§ RECORDS
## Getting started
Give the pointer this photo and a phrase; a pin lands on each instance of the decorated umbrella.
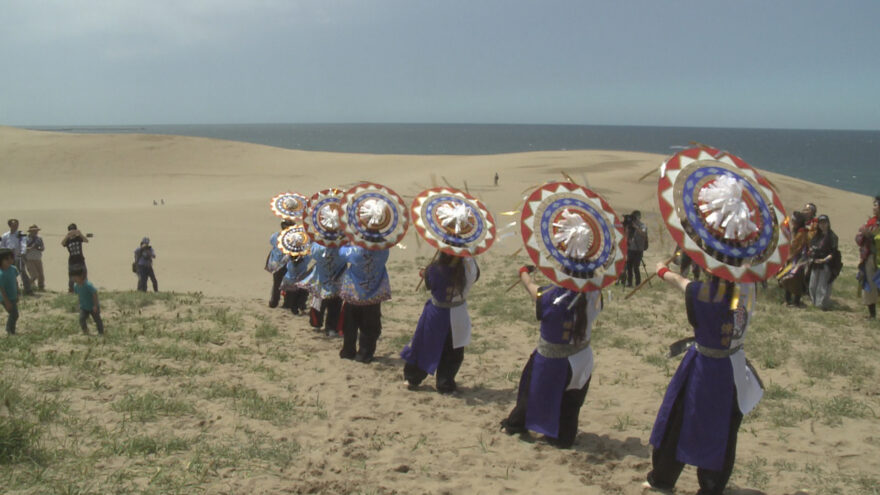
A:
(294, 241)
(375, 217)
(453, 221)
(723, 214)
(323, 218)
(289, 205)
(573, 236)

§ PROBLEM STATEMENT
Copy all of the material above word for word, leaving out the pictures.

§ FULL ANSWER
## Getting started
Give the pointer this photo and a phrase; a pin lands on each instance of the decorated umbrella.
A:
(294, 241)
(375, 217)
(453, 221)
(723, 214)
(323, 218)
(289, 205)
(573, 236)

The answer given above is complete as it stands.